►

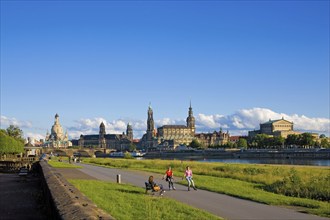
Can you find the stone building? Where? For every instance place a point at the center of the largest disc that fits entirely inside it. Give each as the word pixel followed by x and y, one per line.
pixel 280 127
pixel 111 141
pixel 57 138
pixel 172 136
pixel 149 139
pixel 178 134
pixel 213 139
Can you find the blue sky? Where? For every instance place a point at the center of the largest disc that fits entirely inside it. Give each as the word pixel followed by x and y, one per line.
pixel 240 63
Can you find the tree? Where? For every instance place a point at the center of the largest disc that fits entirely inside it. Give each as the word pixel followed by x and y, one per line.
pixel 15 132
pixel 242 143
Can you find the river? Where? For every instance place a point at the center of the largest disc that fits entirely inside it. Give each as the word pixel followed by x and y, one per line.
pixel 273 161
pixel 305 162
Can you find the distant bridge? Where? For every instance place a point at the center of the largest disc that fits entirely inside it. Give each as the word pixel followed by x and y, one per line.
pixel 83 152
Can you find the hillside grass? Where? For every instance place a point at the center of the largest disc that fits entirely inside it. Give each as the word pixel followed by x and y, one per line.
pixel 125 201
pixel 303 187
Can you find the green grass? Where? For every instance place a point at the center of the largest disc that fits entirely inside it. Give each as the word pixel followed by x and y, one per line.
pixel 57 164
pixel 261 183
pixel 131 202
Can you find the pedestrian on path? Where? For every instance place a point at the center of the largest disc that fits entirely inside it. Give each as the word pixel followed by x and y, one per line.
pixel 189 177
pixel 169 178
pixel 154 187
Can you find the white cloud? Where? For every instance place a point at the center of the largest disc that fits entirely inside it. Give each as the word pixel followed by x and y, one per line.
pixel 6 122
pixel 238 123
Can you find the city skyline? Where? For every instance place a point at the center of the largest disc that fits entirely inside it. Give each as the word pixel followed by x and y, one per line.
pixel 240 63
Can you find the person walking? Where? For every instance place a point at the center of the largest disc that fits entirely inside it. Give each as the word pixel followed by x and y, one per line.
pixel 169 178
pixel 189 177
pixel 154 186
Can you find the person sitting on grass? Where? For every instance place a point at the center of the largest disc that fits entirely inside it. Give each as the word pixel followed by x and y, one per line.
pixel 151 185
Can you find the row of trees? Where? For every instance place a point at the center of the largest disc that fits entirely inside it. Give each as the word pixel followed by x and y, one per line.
pixel 11 140
pixel 266 141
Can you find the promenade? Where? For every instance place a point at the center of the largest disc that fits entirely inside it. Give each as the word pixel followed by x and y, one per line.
pixel 221 205
pixel 21 198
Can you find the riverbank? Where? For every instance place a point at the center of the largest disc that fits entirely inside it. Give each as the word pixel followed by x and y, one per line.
pixel 268 184
pixel 246 154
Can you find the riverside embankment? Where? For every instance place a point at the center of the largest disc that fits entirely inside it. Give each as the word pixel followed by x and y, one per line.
pixel 248 154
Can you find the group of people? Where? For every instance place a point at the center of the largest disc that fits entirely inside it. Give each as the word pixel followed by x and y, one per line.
pixel 188 175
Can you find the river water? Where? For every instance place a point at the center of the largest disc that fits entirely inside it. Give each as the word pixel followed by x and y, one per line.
pixel 272 161
pixel 305 162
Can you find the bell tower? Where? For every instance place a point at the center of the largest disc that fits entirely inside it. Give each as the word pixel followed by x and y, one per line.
pixel 102 142
pixel 129 132
pixel 150 124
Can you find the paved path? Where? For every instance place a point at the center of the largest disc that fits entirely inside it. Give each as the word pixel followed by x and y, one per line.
pixel 221 205
pixel 21 198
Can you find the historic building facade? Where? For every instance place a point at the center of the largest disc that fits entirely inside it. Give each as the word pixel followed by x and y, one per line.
pixel 57 138
pixel 149 139
pixel 111 141
pixel 280 127
pixel 171 136
pixel 213 139
pixel 178 134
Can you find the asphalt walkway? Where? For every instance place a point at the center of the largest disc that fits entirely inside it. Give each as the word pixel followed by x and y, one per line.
pixel 21 198
pixel 221 205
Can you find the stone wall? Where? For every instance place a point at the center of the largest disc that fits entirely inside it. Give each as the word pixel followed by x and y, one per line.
pixel 64 201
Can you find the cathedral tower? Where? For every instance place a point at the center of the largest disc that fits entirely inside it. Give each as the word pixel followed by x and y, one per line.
pixel 191 120
pixel 150 124
pixel 129 132
pixel 102 142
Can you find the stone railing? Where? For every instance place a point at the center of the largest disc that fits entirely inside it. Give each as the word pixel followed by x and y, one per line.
pixel 63 200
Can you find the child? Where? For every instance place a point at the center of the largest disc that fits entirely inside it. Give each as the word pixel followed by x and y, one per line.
pixel 169 178
pixel 188 176
pixel 155 187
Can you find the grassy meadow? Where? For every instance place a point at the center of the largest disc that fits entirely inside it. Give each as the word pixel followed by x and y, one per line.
pixel 131 202
pixel 303 187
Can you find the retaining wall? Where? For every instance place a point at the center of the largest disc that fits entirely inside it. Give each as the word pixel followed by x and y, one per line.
pixel 63 200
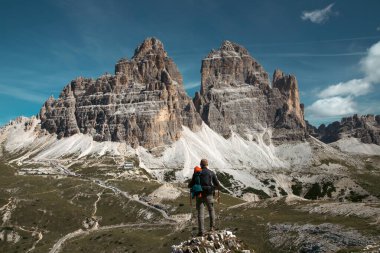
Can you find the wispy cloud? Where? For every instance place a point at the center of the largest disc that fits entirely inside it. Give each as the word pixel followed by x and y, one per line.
pixel 338 99
pixel 192 85
pixel 354 87
pixel 319 16
pixel 22 94
pixel 332 107
pixel 310 55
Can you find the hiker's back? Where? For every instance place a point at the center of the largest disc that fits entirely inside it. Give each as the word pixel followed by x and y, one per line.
pixel 206 181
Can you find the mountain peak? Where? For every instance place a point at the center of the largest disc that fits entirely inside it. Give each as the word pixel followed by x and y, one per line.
pixel 150 46
pixel 233 47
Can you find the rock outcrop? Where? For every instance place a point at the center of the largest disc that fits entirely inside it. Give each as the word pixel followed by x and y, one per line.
pixel 216 242
pixel 365 127
pixel 144 103
pixel 236 96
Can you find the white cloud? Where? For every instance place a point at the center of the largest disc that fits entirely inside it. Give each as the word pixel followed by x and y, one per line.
pixel 338 99
pixel 371 64
pixel 192 85
pixel 318 16
pixel 22 94
pixel 354 87
pixel 331 107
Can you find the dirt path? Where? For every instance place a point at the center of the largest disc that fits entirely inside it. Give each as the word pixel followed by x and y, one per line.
pixel 57 247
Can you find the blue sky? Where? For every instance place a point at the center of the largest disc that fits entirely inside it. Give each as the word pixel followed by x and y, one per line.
pixel 329 45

◄

What this task involves = Please give back every item above verbatim, omitting the pictures.

Complete output =
Can you find the stone building? Where? For every instance place a point at the center of the largest disc that fits entirely inside it. Give each as the word pixel followed by x and y, one per line.
pixel 280 127
pixel 111 141
pixel 57 138
pixel 172 136
pixel 149 139
pixel 178 134
pixel 213 139
Can you find the blue sky? Where? For every instance place a point at the center of the largest disc that fits entirely inside it. Give each as the word pixel followed by x and y, one per line.
pixel 240 63
Can you find the tree? Where? For every instance place a point at the center of the largest disc that fits entirely inside it. Give each as the word pixel followed by x and y, one per line.
pixel 15 132
pixel 242 143
Can you find the river? Where? For every instance place a point at the center of the largest disc that fits entirely inside it. Give each as the word pixel followed by x and y, one per line.
pixel 273 161
pixel 305 162
Can you find the distant bridge? Where? For every instance place a point at the center of the largest disc that fits entirely inside it. Give each as the word pixel followed by x and y, one per line.
pixel 83 152
Can you find the hillside grass? Where? For every instance place a point at the center of the largest disc that fits entirely inside it. Give each as the word pixel followed by x and y, one per line.
pixel 125 201
pixel 303 187
Can you find the green grass? Where? For every instance place a point at the center of the largest disc that fits entirely inside it. Give each as the word pixel followed by x and y, one per line.
pixel 57 164
pixel 261 183
pixel 131 202
Can you find the pedestrian on path? Where? For every instance place a point at the center of the largest disc that fits entirely inside it. Give each as the word pixel followed by x and y, one per line.
pixel 189 177
pixel 169 178
pixel 154 187
Can you find the white cloud? Where? For every instance place a point at the center of the largest disc that fits entirely inside it. Give each as the word pixel followed by x and y, one per line.
pixel 6 122
pixel 238 123
Can you find the city skyline? Where? For every instance place a point at the center of the largest disc that fits entirely inside it. Give each as the word pixel followed by x and y, one per line.
pixel 240 63
Can you find the person walking? Where? For every instance place a point at the center of the largest disc that fits entirely inside it. Give each as the word pixel followed by x and y, one per line.
pixel 169 178
pixel 189 177
pixel 154 186
Can you find the person sitting on grass? Where? For every instance place a point at the center of the largest disc that fits entirely inside it. Give each as the word pixel followed by x and y, one per line.
pixel 151 185
Can you find the row of trees? Where? For every instance place a point at the center of the largest disc that fits entirely inside it. Give each as the word pixel followed by x and y, one per line.
pixel 11 140
pixel 266 141
Can you find the promenade? Where? For every instance place a point at the center of the largest disc that fits entirely inside it. Give each as the word pixel followed by x and y, one per line.
pixel 221 205
pixel 21 198
Can you find the riverbank? Where? For every instance place a point at the center of the largest disc that fits entirely inside it. Give each as the word pixel followed by x and y, one per line.
pixel 268 184
pixel 246 154
Can you find the riverside embankment? Where? For every instance place a point at the center of the largest disc that fits entirely inside it. Give each as the word pixel followed by x and y, one per line.
pixel 248 154
Can you find the group of people? Where? For every instance place a point at the center of the largest disc that fits entirely inside it. Give each as the word pixel followed by x and y, one per line.
pixel 188 175
Can you find the river water? Where? For every instance place a point at the center of the largest disc that fits entirely inside it. Give each as the word pixel followed by x and y, one per line.
pixel 272 161
pixel 305 162
Can you find the bell tower? Where? For every instance place a point at the center of the largest disc that fits entirely inside it. Give each as the word pixel followed by x and y, one per line.
pixel 102 142
pixel 129 132
pixel 150 124
Can you find the paved path? Where? For every instance place a point at the center of the largest disc that fits entirely inside it. Give each as the word pixel followed by x and y, one per line.
pixel 221 205
pixel 21 198
Can you find the historic building facade? Where? For every instance place a point at the center of the largest disc that fits entirely inside it. Give each as the word pixel followed by x and y, one per line.
pixel 57 138
pixel 149 139
pixel 111 141
pixel 280 127
pixel 171 136
pixel 213 139
pixel 178 134
Can you find the asphalt walkway? Where? For every instance place a point at the center of the largest disc that fits entirely inside it. Give each as the word pixel followed by x and y, one per line.
pixel 21 198
pixel 221 205
Can you find the stone wall? Where? For every instance place a point at the center of the largest disc that fits entirely inside it. Give each as the word pixel followed by x and y, one per line.
pixel 64 201
Can you find the cathedral tower? Where? For every instance place a point at the center of the largest disc that fits entirely inside it. Give each as the word pixel followed by x and y, one per line.
pixel 191 120
pixel 150 124
pixel 129 132
pixel 102 142
Can you find the stone railing? Where? For every instance place a point at the center of the largest disc that fits entirely inside it. Give each as the word pixel followed by x and y, one per line.
pixel 63 200
Can you find the child? Where? For every instance place a point at the center of the largest disc that fits entirely inside it. Give each as the word pixel followed by x and y, one per line.
pixel 169 178
pixel 188 176
pixel 155 187
Can you find the grassy meadow? Where? For every instance place a point at the center of the largest disc that fits entirely inside it. Give each as the word pixel followed by x and y, one per line.
pixel 131 202
pixel 303 187
Can you find the retaining wall? Where? For every instance place a point at the center of the largest disc that fits entirely inside it. Give each as the word pixel followed by x and y, one per line.
pixel 63 200
Can you find the wispy cloud? Where? For every instance place a point at the center of the largest disc that fits entirely inside it. Give each as the word pixel followed by x and y, one per line.
pixel 338 99
pixel 192 85
pixel 354 87
pixel 319 16
pixel 22 94
pixel 332 107
pixel 310 55
Can you find the hiker's back? Where? For every instance place a point at the center of the largest disc that fits entirely inside it. Give each as the word pixel followed by x and y, one per line.
pixel 206 181
Can you find the mountain peak? Where? For every instance place a point at the center of the largest disc that fits entirely inside it. Give each as the word pixel followed by x and y, one per line.
pixel 150 46
pixel 233 47
Can you find the rock outcrop? Where? For every instance place a point at the center of the largest disc that fits entirely inside it. Give each as the word pixel followed by x and y, one per line.
pixel 216 242
pixel 365 127
pixel 144 103
pixel 236 96
Can you find the white cloud? Where? For every instance place a point at the center of the largest disc that fits entirely inside it. Give each as the word pixel followed by x and y, one per line.
pixel 338 99
pixel 371 64
pixel 192 85
pixel 318 16
pixel 22 94
pixel 354 87
pixel 331 107
Can you find the dirt path? Where? For every instance place a point at the center of the largest disc that fits entirely inside it. Give each as the word pixel followed by x and y, one per line.
pixel 57 247
Can you find the blue sky? Where? For every instance place a point at the center of the largest disc that fits entirely inside it. Give each as the word pixel followed by x and y, one per line.
pixel 329 45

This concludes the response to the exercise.